▶ _Problema planteado A_
¿En qué barrio de Washington DC está Rhizome, según la reseña del concierto?
▶ _Problema planteado B_
Imprime el tramo de la reseña del concierto que va desde "Sucede en pocas" hasta "uno de ellos.".

▶ _Texto_
Club de Jazz 15/04/2024
Marta Sánchez

Conciertos

The anti-Super Bowl: Ken Vandermark's Marker, Brian Settles y Jeremy Carlstedt; Henrik Nørstebø: Sarah Hughes, Corey Thuro y Nate Scheible
Rhizome DC, Washington DC, 4 de febrero de 2018
Músicos: Marker: Ken Vandermark (sx y cl), Andrew Clinkman y Steve Marquette (gt), Macie Stewart (tcl y violín), Phil Sudderberg (bt); Henrik Nørstebø (tb); Brian Settles (sx) y Jeremy Carlstedt (bt); Sarah Hughes (sx y cl), Corey Thuro (mand) y Nate Sche

Rhizome

Sucede en pocas ocasiones, pero hay lugares que uno siente como propios desde el momento en que los pisa por primera vez. En una época como la actual, en que las grandes catedrales son los estadios de fútbol y la especulación ha erigido inmensos auditorios, esos lugares propios tienden a ser pequeños, cuando no minúsculos, y en la mayoría de las ocasiones se ubican en la periferia, lejos de las luces de neón, los carteles de fachada entera y las grandes avenidas del centro. Rhizome DC ya es uno de ellos.

Los que amamos el jazz y la improvisación sabemos muy bien ya lo que hay. Somos clandestinos. Cuando se nos da visibilidad, suele ser a costa de sacrificar parte de las esencias, o bien rindiendo tributo a aquello que se espera de quien ha sido invitado a casa del rico. Tributo al pasado, tributo a unas formas, tributo a un ideario colectivo lleno de clichés... No siempre es así, por fortuna, pero tiende a serlo. Por eso, en un mundo regido al dictado de la corrección política, ser uno mismo es un acto de transgresión que conlleva penas de ostracismo. Menos mal que todavía se cavan trincheras en el paisaje, molestos socavones en el paisaje alisado por la apisonadora.

Rhizome es un espacio autogestionado, una comunidad para el arte y el pensamiento libre en el barrio de Takoma, en Washington DC. Una casita de dos plantas cuyo salón sirve de escenario y donde, por unas horas, artistas y aficionados somos compañeros de piso. En el de arriba, un músico cocina y todos hacemos fila disciplinada para llenar el plato. En el de abajo, se dispone el primero de los músicos para abrir una noche llena de simbolismo. Si el país entero se junta frente al televisor para ver la Super Bowl, nosotros celebramos la Anti-Super Bowl, porque no hay nada más excluyente que aquello que te incluye aunque no lo desees. Si en el campo hay un montón de hombretones dispuestos a abrirse el cráneo, en Rhizome DC queremos que nos vuelen los sesos. Nada más y nada menos que cinco actuaciones en el menú de la planta baja, abarrotada hasta el punto de que algunos escucharon sin ver. Ambiente familiar entre desconocidos y un respeto ejemplar por la música y sus creadores.

▶ _Ítems de identificación de ubicación_
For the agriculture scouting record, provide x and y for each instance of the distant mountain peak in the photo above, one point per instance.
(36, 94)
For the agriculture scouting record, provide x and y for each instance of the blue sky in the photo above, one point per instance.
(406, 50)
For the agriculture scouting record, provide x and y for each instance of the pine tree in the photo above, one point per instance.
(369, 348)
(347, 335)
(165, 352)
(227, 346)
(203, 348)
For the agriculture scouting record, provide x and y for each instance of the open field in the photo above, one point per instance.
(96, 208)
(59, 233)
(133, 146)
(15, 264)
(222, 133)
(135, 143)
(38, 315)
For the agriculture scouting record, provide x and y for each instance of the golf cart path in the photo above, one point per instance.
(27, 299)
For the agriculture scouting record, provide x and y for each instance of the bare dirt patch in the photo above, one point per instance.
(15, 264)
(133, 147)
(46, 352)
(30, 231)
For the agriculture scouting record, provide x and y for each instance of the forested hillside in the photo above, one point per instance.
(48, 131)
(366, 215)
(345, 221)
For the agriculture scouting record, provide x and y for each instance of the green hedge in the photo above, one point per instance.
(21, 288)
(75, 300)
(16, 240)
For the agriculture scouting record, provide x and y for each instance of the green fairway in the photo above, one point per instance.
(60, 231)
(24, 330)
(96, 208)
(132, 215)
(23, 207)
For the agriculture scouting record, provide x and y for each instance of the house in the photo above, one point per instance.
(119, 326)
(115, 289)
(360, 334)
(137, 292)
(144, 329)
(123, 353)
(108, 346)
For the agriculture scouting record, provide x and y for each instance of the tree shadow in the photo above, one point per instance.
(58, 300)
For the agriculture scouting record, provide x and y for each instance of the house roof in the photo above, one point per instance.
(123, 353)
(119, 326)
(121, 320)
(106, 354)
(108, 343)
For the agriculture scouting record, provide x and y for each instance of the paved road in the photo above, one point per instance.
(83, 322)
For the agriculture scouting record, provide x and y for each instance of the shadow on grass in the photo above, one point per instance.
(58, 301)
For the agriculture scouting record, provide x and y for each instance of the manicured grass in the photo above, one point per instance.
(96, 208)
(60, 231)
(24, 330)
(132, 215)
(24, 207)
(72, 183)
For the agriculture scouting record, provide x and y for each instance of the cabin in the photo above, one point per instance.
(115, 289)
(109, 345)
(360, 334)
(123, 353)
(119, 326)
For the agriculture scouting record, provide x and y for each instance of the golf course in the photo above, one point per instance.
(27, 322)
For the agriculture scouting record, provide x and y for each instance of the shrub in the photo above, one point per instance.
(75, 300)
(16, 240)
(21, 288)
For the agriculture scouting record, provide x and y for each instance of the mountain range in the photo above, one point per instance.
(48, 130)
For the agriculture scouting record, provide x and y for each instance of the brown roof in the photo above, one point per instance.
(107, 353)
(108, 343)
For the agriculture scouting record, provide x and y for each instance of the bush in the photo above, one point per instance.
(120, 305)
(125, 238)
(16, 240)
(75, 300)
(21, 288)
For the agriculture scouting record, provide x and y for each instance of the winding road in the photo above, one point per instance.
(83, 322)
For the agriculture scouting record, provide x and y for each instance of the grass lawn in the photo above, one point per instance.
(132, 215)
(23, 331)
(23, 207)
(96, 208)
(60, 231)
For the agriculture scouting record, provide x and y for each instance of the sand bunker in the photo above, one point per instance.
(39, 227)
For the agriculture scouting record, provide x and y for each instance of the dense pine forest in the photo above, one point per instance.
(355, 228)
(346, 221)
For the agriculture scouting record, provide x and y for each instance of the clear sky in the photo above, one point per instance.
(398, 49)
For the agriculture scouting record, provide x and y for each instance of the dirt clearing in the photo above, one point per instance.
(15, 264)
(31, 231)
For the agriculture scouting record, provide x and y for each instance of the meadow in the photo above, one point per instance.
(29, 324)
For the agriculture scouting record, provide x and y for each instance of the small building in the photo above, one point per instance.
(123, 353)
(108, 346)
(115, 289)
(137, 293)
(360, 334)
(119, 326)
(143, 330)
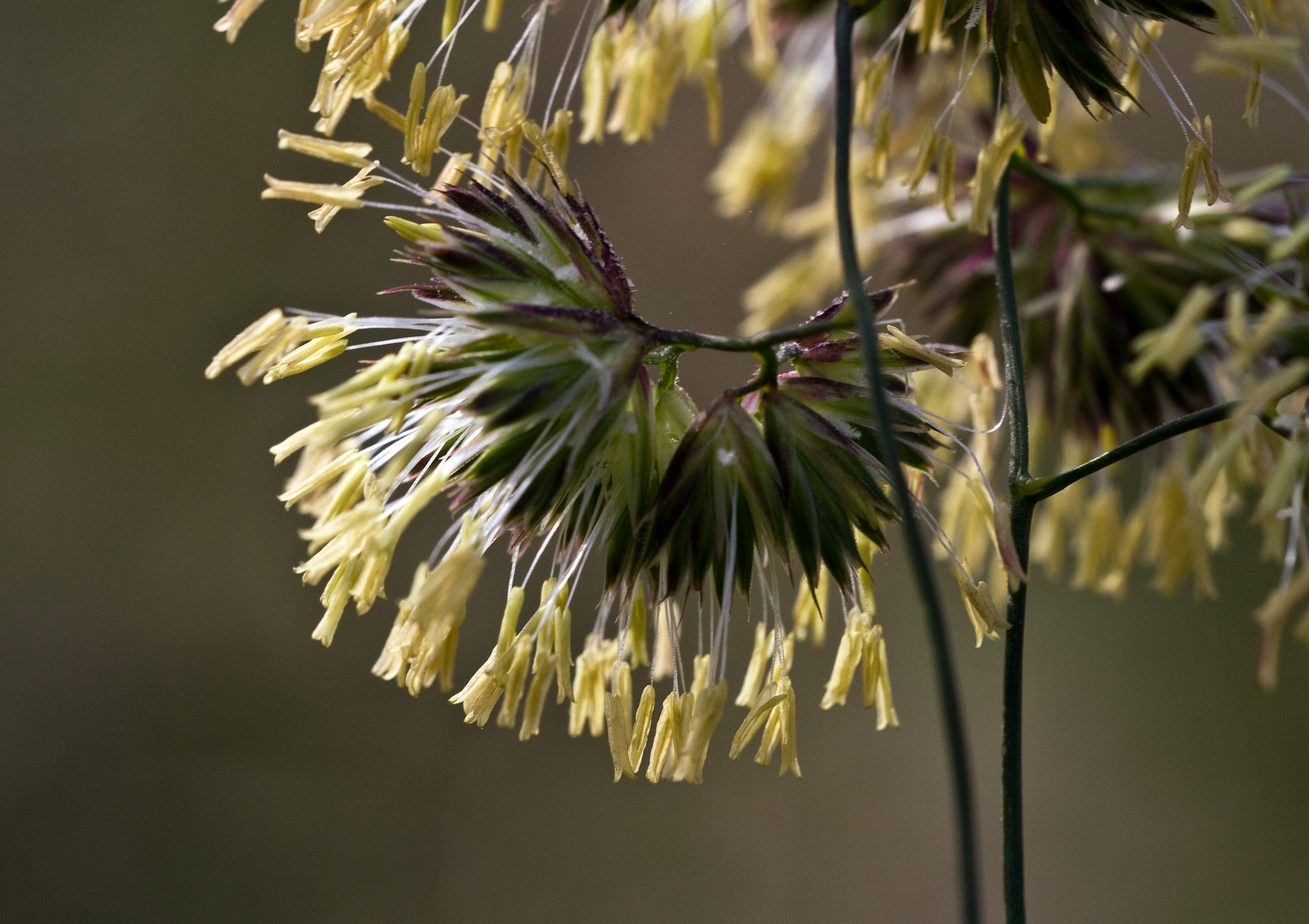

▶ _Resultado del ejercicio A_
En el barrio de Takoma.

▶ _Resultado del ejercicio B_
Sucede en pocas ocasiones, pero hay lugares que uno siente como propios desde el momento en que los pisa por primera vez. En una época como la actual, en que las grandes catedrales son los estadios de fútbol y la especulación ha erigido inmensos auditorios, esos lugares propios tienden a ser pequeños, cuando no minúsculos, y en la mayoría de las ocasiones se ubican en la periferia, lejos de las luces de neón, los carteles de fachada entera y las grandes avenidas del centro. Rhizome DC ya es uno de ellos.